DESCRIPTION OF THE TASK: Two lines mark the range in the entries below: the one holding "Each instance of the ripe" and the one holding "Each instance of the tall". Set down those two and all lines between them, exactly.

Records from a dataset:
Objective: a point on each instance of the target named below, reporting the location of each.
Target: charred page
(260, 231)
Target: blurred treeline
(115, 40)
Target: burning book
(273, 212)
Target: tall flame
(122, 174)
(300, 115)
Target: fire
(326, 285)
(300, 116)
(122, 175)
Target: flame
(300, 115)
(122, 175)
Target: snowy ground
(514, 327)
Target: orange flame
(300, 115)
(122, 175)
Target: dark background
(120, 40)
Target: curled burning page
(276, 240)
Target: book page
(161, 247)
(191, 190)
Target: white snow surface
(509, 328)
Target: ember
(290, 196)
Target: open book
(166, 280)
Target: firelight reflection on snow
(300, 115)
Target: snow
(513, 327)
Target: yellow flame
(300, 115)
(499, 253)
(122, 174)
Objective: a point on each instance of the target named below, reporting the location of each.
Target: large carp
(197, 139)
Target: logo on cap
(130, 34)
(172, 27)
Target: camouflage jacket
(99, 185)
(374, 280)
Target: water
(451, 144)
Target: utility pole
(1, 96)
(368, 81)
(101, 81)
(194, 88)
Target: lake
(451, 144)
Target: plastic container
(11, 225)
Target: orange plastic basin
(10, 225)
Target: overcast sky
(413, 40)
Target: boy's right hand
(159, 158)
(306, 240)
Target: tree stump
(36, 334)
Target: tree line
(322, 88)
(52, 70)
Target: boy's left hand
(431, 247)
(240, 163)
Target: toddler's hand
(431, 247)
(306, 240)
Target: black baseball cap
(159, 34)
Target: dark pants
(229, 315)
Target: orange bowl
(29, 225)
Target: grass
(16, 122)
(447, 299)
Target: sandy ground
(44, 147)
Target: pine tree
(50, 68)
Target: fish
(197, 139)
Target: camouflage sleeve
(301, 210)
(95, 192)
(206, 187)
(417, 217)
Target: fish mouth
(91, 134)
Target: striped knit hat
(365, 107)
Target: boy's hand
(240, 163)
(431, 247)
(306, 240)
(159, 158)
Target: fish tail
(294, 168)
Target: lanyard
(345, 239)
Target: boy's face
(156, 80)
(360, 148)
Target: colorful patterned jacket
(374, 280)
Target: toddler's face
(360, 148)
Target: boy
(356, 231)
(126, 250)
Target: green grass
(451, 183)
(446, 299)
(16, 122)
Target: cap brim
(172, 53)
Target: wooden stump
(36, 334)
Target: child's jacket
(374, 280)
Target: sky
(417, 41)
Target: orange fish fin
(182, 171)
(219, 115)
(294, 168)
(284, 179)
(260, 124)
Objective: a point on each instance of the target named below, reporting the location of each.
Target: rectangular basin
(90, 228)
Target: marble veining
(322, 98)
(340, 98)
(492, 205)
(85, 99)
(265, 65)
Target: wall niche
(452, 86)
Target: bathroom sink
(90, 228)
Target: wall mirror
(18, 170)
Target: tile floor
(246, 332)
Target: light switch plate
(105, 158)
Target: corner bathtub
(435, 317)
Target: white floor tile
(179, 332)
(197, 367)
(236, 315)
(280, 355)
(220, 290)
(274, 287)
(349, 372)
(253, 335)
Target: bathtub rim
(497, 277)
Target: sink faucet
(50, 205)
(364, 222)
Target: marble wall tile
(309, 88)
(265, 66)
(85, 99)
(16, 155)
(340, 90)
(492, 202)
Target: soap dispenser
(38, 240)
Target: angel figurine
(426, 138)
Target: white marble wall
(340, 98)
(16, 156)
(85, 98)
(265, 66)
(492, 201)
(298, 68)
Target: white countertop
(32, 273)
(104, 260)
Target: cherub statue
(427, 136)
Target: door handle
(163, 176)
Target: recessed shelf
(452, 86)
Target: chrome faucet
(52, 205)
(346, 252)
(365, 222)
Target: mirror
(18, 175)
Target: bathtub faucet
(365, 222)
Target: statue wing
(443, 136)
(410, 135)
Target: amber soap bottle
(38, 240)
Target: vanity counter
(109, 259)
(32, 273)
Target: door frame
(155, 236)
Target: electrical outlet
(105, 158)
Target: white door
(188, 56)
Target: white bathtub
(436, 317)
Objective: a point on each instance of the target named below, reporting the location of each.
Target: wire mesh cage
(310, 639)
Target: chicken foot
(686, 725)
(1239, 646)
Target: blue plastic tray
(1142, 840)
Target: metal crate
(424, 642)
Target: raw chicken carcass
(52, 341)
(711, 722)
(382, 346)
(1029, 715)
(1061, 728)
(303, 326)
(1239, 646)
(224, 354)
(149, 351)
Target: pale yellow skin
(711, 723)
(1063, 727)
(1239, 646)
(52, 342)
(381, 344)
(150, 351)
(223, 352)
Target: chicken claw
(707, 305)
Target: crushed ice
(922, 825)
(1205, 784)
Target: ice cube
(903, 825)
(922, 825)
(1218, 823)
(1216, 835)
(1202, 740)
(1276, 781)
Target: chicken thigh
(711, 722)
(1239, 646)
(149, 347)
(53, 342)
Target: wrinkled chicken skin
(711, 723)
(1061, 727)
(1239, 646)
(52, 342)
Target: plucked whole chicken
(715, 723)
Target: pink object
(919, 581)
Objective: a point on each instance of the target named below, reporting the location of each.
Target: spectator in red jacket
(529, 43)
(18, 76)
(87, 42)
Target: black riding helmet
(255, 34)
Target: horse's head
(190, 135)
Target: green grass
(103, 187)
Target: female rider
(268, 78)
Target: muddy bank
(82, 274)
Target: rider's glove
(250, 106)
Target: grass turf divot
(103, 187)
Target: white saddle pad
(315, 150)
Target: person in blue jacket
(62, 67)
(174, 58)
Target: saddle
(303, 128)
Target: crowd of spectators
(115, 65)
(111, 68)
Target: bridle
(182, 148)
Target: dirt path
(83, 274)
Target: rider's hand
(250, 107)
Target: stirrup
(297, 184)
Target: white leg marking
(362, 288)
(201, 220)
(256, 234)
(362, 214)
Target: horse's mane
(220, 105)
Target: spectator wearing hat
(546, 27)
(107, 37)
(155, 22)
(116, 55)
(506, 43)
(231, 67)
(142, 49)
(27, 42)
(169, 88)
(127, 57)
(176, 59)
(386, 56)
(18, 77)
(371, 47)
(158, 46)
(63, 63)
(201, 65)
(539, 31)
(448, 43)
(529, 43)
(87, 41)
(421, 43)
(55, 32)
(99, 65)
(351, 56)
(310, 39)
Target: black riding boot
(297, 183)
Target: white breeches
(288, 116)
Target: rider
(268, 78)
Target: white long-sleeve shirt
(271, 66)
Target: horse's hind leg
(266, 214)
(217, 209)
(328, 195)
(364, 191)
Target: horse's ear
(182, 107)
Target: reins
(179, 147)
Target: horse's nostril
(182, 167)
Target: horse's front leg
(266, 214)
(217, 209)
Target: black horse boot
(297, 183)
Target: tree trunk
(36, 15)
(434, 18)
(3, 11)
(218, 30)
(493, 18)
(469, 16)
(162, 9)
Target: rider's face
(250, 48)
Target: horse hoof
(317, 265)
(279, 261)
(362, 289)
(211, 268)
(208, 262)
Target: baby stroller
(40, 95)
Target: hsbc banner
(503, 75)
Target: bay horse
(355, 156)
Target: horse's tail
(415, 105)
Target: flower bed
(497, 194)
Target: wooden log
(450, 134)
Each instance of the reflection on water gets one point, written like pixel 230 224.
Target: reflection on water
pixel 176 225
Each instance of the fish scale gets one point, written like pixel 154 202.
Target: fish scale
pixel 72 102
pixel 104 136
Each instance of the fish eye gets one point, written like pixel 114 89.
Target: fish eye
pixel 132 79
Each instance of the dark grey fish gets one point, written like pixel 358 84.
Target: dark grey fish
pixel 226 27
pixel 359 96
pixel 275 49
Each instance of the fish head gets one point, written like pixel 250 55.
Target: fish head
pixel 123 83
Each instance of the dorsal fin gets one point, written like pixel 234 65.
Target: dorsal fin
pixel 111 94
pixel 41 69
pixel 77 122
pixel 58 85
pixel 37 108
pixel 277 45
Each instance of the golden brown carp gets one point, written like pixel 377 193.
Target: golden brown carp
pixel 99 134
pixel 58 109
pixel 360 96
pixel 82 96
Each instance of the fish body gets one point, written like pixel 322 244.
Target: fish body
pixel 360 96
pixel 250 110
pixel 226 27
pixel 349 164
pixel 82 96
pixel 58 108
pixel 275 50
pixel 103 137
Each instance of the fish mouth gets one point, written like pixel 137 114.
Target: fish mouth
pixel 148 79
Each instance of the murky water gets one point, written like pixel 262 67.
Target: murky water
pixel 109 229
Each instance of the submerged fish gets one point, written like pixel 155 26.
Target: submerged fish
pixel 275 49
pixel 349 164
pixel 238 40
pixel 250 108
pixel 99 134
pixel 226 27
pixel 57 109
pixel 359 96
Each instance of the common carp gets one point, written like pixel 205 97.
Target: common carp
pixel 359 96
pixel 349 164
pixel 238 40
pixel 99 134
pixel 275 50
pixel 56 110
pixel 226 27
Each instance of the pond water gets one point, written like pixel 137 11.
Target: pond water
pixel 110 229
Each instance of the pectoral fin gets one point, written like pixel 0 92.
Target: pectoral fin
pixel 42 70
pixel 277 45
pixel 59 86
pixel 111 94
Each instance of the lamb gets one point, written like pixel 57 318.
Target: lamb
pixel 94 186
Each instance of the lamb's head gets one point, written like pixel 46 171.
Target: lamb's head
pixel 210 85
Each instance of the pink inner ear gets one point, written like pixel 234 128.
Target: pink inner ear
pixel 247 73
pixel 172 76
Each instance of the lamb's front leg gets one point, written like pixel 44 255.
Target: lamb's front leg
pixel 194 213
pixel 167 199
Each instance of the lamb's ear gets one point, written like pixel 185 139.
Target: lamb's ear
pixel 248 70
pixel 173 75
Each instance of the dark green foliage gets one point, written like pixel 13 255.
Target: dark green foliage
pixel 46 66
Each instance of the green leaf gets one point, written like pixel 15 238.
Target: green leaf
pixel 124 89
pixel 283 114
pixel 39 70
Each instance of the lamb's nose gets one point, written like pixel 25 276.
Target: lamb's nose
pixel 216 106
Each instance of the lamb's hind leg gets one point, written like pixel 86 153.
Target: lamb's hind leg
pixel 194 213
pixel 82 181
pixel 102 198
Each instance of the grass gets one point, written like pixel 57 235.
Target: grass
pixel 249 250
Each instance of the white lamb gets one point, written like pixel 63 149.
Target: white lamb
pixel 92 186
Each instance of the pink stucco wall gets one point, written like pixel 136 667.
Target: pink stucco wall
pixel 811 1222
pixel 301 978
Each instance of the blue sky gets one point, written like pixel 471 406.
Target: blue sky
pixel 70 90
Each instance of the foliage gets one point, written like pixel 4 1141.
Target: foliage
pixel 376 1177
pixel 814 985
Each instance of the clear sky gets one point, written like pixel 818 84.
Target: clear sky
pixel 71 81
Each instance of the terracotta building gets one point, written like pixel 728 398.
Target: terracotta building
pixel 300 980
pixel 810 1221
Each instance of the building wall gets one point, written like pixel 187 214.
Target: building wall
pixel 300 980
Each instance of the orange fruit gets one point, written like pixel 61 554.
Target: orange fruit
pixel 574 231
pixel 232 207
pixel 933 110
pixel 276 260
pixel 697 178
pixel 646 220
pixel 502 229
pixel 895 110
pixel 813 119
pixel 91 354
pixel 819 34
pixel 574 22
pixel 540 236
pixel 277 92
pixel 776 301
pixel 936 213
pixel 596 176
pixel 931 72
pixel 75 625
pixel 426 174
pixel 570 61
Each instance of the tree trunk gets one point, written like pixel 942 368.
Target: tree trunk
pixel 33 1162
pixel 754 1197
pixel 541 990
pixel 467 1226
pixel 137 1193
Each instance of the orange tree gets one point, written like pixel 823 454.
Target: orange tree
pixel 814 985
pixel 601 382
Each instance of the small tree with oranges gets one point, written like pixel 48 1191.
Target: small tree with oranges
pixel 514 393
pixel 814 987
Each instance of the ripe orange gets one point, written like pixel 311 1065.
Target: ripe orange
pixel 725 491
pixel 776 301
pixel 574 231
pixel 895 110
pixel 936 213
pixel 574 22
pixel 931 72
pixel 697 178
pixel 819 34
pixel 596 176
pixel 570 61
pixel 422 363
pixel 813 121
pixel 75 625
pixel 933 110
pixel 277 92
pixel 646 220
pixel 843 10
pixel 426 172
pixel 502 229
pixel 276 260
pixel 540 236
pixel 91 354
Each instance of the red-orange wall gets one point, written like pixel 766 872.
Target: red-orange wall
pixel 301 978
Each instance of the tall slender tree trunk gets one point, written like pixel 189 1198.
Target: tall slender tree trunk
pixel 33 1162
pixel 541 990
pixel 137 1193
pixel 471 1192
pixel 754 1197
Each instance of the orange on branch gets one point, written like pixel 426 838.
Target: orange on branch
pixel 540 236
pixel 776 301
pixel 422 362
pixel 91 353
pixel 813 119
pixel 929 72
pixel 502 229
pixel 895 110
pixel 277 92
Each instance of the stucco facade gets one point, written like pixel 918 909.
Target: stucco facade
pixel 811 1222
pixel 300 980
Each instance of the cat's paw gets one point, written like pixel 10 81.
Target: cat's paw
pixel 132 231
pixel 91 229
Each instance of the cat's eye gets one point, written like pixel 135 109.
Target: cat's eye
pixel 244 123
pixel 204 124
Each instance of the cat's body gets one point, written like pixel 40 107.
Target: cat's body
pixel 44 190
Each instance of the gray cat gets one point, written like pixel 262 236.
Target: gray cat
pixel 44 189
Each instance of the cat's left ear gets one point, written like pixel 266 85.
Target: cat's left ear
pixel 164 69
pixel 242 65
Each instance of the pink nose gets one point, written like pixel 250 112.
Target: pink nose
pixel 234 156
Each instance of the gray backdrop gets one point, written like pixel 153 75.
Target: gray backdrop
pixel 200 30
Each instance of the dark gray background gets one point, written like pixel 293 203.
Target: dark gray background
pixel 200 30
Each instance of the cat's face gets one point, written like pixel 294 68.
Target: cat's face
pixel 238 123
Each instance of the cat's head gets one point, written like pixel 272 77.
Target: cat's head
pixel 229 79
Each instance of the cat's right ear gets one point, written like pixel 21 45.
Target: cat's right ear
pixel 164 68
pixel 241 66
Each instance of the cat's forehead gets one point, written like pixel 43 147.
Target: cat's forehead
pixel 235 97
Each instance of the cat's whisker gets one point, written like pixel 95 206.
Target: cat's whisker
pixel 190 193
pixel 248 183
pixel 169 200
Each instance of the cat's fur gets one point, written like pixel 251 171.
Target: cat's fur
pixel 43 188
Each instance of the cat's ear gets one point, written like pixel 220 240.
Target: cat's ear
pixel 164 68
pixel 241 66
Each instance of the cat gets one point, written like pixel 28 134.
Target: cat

EXERCISE OUTPUT:
Each instance of the ripe orange gets one point, written like pixel 311 1065.
Target: ripe orange
pixel 725 491
pixel 776 301
pixel 574 231
pixel 895 110
pixel 936 213
pixel 574 22
pixel 931 72
pixel 697 178
pixel 819 34
pixel 596 176
pixel 570 61
pixel 422 363
pixel 813 121
pixel 75 625
pixel 933 110
pixel 277 92
pixel 646 220
pixel 843 10
pixel 426 172
pixel 502 229
pixel 276 260
pixel 540 236
pixel 91 354
Each instance of the red-orange wall gets one point, written like pixel 766 872.
Target: red-orange wall
pixel 301 978
Each instance of the tall slender tree trunk gets one point, written like pixel 189 1198.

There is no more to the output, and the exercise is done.